* Assignment A: In the blog post on illness and adjusting to it, how do antidepressants work?
* Assignment B: Carry on the blog post about illness and adjusting to it, beginning after its final sentence.

* Document section:
- - - - - - -
Friday, March 21, 2014

A Few Words on Illness and Adjusting to It

Most of the time, we’re not aware of the brain in the way we are other body parts. I use my fingers and hands constantly throughout the day. When injured, nerve endings tell me that something is very wrong. From experience, I know precisely how to treat a minor cut or burn. The brain is different. There are relatively few instances where it’s possible to sense direct pain from that most crucial of all body parts.

Antidepressants work by increasing the function and multitude of neurons. Due to genetics, I was born lacking enough of them. Now that a new sheriff is in charge, my brain is scrambling to adjust. Medications used to treat depression indicate precise marching orders. In the past three weeks, those orders have changed dramatically. The process is not over yet. I’ve moved from one drug to another and now my body is seeking to cope.
- - - - - - -
* Given records:

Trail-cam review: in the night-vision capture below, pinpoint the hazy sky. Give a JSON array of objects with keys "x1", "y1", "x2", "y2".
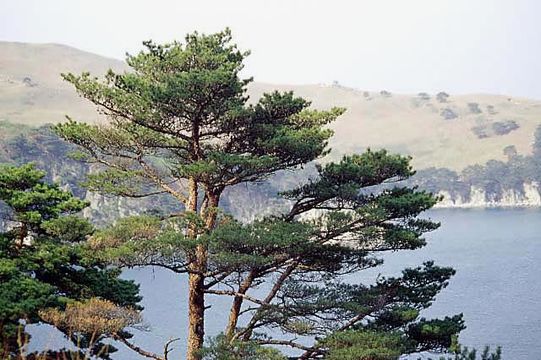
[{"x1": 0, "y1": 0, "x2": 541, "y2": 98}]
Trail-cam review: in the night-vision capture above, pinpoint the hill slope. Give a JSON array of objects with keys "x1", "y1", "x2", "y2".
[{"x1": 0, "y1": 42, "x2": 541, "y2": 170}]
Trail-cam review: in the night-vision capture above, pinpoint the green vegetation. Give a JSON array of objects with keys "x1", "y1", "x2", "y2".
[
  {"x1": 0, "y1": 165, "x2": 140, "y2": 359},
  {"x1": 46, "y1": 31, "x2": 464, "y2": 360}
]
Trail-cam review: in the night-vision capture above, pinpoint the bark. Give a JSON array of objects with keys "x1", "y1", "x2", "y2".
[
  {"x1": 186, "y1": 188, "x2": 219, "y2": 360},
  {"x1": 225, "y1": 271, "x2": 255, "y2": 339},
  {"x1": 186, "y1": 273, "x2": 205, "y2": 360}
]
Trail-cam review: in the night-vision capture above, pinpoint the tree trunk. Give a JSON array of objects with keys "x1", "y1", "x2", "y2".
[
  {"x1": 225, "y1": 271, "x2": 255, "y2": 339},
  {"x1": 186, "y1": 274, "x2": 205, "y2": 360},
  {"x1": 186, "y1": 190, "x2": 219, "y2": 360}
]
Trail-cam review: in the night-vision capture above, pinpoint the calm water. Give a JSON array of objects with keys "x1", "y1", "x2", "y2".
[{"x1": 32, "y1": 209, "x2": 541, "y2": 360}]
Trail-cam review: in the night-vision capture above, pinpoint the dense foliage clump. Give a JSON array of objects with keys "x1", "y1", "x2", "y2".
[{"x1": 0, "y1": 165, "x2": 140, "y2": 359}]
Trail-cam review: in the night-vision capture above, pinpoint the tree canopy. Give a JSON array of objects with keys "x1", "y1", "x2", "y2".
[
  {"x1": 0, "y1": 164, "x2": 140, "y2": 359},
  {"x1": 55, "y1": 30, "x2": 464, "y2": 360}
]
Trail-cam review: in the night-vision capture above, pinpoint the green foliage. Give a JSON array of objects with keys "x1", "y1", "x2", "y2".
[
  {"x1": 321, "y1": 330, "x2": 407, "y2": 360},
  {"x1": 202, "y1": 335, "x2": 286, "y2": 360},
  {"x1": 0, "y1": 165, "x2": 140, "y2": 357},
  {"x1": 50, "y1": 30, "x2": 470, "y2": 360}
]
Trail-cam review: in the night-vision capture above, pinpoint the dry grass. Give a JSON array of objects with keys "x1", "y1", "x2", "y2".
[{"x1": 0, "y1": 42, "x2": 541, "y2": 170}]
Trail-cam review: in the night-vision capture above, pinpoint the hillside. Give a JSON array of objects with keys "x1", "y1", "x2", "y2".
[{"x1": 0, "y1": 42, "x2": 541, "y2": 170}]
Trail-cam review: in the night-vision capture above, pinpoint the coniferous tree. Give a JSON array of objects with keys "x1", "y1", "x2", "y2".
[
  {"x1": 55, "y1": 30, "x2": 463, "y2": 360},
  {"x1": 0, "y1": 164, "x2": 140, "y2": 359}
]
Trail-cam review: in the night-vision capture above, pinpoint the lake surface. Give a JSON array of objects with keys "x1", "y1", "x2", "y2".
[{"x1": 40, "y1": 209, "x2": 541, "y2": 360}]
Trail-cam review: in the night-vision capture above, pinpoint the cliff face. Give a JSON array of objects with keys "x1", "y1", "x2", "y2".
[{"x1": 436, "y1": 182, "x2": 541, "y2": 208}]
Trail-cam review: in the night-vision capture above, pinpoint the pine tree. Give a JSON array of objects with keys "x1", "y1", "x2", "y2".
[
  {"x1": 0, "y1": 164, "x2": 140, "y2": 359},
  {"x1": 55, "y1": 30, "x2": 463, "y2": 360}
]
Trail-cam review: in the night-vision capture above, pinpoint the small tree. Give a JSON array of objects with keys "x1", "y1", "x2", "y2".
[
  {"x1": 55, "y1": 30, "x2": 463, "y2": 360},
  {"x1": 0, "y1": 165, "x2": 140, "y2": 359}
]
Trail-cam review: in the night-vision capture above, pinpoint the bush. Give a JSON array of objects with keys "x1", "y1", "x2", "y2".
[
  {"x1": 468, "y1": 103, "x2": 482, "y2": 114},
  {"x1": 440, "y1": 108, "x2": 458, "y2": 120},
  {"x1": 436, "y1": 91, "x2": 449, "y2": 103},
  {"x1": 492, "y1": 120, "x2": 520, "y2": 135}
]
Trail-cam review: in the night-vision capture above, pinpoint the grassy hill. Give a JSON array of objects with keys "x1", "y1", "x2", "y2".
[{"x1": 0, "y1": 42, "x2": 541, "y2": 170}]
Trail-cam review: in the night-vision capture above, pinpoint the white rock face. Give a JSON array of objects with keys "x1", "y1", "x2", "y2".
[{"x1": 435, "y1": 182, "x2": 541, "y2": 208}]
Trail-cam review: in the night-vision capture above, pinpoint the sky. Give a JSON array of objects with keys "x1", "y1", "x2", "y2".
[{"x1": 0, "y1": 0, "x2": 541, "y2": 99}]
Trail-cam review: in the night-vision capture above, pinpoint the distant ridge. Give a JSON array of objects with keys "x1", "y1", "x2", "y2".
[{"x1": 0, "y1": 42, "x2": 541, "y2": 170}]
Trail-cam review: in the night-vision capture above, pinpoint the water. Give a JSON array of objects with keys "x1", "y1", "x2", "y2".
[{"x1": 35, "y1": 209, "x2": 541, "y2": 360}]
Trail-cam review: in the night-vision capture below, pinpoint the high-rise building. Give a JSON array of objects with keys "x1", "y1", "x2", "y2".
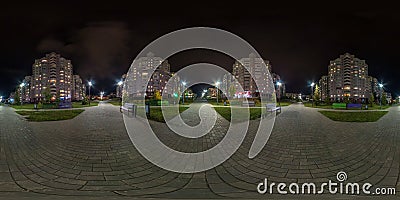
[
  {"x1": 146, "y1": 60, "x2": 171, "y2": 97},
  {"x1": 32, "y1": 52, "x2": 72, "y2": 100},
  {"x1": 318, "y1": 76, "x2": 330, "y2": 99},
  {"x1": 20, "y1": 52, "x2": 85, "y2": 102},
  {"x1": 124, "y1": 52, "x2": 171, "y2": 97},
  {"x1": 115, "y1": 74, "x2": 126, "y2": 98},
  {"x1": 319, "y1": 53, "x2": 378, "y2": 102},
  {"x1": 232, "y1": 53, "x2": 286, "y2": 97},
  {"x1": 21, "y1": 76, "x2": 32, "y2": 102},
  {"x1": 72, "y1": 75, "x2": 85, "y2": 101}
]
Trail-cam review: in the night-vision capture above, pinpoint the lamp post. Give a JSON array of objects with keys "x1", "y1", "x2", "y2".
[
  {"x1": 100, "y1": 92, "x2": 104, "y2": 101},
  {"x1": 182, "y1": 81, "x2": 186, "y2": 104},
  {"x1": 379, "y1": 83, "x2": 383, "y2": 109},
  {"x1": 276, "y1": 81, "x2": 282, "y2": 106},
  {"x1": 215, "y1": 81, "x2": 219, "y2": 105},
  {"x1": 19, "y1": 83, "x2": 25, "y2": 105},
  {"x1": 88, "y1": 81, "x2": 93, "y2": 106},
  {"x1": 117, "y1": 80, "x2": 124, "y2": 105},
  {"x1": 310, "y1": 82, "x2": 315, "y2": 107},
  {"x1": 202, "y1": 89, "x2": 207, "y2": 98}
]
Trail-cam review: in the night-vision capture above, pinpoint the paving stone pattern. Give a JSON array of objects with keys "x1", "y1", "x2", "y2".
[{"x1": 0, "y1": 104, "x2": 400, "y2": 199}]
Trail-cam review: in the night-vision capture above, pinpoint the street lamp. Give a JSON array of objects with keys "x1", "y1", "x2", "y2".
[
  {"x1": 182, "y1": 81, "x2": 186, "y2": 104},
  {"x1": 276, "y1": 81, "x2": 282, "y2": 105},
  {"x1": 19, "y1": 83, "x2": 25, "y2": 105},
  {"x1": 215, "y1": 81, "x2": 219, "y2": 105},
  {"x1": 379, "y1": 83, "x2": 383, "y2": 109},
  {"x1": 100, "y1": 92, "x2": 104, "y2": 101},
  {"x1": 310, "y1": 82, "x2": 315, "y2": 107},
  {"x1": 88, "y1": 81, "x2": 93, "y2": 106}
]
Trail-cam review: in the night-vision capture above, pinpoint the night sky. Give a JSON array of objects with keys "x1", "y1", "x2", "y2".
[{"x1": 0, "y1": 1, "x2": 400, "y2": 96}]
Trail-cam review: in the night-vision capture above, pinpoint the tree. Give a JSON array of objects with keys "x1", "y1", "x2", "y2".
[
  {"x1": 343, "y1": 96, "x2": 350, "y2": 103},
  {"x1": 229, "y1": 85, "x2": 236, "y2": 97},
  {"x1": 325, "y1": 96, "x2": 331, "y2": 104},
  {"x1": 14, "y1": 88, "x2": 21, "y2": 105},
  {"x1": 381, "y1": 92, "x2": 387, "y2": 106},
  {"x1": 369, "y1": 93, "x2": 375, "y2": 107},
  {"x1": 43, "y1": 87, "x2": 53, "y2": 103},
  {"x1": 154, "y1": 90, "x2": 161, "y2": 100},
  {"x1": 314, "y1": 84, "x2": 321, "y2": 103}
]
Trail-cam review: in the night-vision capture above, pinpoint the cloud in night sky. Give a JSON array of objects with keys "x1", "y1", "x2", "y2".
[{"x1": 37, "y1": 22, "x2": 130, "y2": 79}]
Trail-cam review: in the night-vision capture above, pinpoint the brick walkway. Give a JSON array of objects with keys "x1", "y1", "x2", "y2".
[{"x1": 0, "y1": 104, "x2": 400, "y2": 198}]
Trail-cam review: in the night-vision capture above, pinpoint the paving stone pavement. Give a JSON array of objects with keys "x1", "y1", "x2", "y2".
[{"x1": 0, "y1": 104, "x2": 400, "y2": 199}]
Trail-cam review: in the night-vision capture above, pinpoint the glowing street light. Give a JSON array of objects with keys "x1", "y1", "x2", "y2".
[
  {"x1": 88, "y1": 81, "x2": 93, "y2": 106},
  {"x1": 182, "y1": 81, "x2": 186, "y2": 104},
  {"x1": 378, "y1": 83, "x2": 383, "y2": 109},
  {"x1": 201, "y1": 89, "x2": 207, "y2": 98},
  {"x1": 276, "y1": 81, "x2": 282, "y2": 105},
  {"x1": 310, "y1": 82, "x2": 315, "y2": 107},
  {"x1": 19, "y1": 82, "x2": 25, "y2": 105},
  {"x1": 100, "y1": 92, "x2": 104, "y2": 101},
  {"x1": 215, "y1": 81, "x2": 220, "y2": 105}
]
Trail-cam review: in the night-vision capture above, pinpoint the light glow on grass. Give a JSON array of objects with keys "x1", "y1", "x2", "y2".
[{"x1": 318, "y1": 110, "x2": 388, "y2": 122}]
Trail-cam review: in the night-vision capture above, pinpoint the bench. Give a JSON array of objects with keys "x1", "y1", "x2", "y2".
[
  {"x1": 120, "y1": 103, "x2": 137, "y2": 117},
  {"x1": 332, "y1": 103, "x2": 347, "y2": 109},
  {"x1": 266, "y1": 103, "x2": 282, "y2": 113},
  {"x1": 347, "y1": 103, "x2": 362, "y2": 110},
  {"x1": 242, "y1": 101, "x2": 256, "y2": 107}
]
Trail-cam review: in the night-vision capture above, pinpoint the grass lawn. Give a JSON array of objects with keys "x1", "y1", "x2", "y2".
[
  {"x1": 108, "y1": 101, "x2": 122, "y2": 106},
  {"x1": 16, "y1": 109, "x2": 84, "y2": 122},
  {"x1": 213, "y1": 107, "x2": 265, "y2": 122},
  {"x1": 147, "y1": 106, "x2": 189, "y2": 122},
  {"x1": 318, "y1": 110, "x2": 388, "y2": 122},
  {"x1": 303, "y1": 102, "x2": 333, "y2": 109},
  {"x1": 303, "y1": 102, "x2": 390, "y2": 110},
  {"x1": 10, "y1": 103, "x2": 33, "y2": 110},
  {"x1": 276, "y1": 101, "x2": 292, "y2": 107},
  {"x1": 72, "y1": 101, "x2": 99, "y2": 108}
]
- - - - - - -
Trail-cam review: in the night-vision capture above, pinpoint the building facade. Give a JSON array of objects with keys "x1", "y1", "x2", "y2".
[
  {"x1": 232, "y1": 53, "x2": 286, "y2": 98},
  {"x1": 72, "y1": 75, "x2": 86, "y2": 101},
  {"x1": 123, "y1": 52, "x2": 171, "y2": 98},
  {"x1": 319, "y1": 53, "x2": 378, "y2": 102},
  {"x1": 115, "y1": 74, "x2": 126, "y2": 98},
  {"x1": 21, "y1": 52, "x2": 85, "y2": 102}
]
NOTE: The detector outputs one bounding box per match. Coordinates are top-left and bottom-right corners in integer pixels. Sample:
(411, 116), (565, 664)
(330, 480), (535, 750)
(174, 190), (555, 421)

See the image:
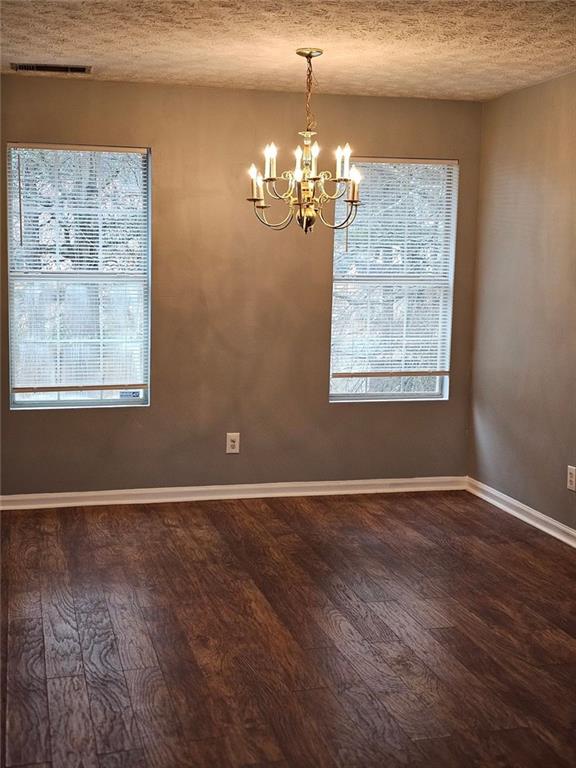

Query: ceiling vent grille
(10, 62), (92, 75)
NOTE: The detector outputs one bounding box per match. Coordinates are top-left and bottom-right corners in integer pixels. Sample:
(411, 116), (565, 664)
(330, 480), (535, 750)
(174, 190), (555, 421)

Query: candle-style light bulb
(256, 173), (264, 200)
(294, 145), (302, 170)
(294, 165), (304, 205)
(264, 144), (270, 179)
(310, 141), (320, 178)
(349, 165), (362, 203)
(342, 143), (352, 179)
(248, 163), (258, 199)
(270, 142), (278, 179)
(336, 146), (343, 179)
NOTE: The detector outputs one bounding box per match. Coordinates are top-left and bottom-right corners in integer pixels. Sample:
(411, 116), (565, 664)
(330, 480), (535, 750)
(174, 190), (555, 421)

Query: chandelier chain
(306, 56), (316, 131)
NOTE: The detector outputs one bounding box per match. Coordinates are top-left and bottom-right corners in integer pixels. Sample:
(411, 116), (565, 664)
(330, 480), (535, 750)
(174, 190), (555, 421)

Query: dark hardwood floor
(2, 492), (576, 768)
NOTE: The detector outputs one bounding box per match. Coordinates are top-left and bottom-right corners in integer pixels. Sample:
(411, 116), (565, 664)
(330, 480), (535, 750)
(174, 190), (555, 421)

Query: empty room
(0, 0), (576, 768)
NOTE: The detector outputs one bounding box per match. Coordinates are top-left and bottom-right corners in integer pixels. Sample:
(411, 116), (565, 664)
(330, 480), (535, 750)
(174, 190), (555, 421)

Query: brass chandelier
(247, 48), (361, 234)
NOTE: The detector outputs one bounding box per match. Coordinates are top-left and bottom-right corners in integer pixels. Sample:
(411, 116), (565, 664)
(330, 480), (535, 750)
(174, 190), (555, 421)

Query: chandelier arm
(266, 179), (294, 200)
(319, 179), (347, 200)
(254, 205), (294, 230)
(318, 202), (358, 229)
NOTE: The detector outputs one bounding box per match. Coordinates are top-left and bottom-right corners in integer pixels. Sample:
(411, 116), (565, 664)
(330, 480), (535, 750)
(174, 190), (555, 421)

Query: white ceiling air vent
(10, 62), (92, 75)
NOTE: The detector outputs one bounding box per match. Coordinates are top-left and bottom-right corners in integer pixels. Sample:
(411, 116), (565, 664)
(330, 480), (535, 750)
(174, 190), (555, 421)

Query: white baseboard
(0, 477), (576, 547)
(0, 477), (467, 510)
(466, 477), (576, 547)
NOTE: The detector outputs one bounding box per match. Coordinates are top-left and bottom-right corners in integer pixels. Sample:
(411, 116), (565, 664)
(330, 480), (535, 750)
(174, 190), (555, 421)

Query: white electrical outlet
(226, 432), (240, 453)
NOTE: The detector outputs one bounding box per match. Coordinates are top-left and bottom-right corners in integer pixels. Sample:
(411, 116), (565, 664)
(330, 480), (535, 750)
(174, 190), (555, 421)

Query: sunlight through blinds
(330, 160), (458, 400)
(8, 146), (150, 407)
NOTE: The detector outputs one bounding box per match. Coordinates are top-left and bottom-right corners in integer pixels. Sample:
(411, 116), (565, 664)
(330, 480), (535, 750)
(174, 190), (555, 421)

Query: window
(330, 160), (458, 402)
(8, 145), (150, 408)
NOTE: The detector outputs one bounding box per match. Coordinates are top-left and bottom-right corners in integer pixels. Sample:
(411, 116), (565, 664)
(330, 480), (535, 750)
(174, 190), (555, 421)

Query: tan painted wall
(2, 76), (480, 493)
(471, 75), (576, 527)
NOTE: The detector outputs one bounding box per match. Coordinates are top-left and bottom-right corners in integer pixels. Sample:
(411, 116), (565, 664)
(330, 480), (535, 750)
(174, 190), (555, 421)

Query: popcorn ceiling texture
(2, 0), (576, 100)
- - - - - - -
* Task answer A: They work by increasing the function and multitude of neurons.

* Task answer B:
Working through the pain is a necessity. I’ve learned how to force myself to make coherent sense and to be productive, even when I feel severely drugged and distanced from the outside world. At a different, less responsible time in my life, I lived every moment on marijuana. Anyone who identifies or has identified as a pothead knows what I mean. My state of mind was always impaired. It amazes me how functional I was during that brief, but potent period of my life.

Surrender is waving a white flag and succumbing to lethargy. I’m too motivated to languish, too driven for idleness. The last two weeks are evidence of my drive to stay productive. As I write these words to you, I can feel something strange going on up there between discomfort and pain. I feel the sensation of neurons in a semi-chaotic state, resisting the complex chemical structure that research science has devised. It feels tingly and warm, electrically charged.

I’m not really sure when the adjustment symptoms will subside. One never does. I’m on a brand new medication called Brintellix. Being prescribed the next new thing provides potential outcomes both good and bad. The good thing is that it has the potential to be extremely successful in ways that others were not. The bad thing is that doctors haven’t had an opportunity to observe precisely how it works in their patients. Psychiatric medications are notoriously imprecise, and it is only through direct observation that their impact can be adequately judged a success or a failure.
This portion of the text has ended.